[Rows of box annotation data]
################

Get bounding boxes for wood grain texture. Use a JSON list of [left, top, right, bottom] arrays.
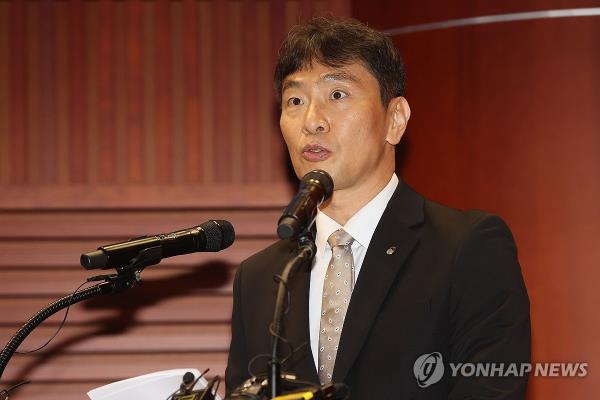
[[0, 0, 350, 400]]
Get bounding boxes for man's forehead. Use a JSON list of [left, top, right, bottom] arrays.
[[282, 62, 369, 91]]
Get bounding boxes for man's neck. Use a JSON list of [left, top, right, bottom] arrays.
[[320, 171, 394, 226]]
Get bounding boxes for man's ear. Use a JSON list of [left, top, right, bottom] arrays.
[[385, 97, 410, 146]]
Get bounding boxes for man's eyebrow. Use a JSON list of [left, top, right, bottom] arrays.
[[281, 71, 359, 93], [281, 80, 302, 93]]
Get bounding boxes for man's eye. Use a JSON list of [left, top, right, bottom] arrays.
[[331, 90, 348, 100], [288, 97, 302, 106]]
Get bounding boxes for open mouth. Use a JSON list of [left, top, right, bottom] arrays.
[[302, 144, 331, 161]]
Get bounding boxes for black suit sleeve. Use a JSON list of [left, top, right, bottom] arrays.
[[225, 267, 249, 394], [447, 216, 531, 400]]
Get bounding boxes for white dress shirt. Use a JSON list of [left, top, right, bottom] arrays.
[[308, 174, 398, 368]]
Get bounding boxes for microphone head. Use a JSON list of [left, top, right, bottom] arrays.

################

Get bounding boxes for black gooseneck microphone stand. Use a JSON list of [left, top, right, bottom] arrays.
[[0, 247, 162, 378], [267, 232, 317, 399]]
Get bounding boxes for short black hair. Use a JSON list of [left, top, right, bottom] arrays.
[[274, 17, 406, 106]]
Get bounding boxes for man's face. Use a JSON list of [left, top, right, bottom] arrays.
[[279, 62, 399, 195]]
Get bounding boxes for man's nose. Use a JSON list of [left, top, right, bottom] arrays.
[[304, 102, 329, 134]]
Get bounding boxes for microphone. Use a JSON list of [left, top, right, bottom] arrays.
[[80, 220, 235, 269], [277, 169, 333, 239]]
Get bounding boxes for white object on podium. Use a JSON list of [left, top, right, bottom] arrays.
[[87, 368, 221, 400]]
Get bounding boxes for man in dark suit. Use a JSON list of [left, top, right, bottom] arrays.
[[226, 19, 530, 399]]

################

**TASK TO COMPLETE**
Reproduce the records starting with the line containing "Get bounding boxes for white dress" and going on through the line containing "Get bounding boxes for microphone head.", requests included. Scale every box coordinate in the answers by 2.6 and round to whole numbers, rounding halves up.

**TASK SOLUTION**
Get bounding boxes for white dress shirt. Use a JSON list of [left, top, right, bottom] arrays.
[[801, 452, 1035, 957]]
Get bounding boxes for microphone head. Use a JSON list of [left, top, right, bottom] arrays.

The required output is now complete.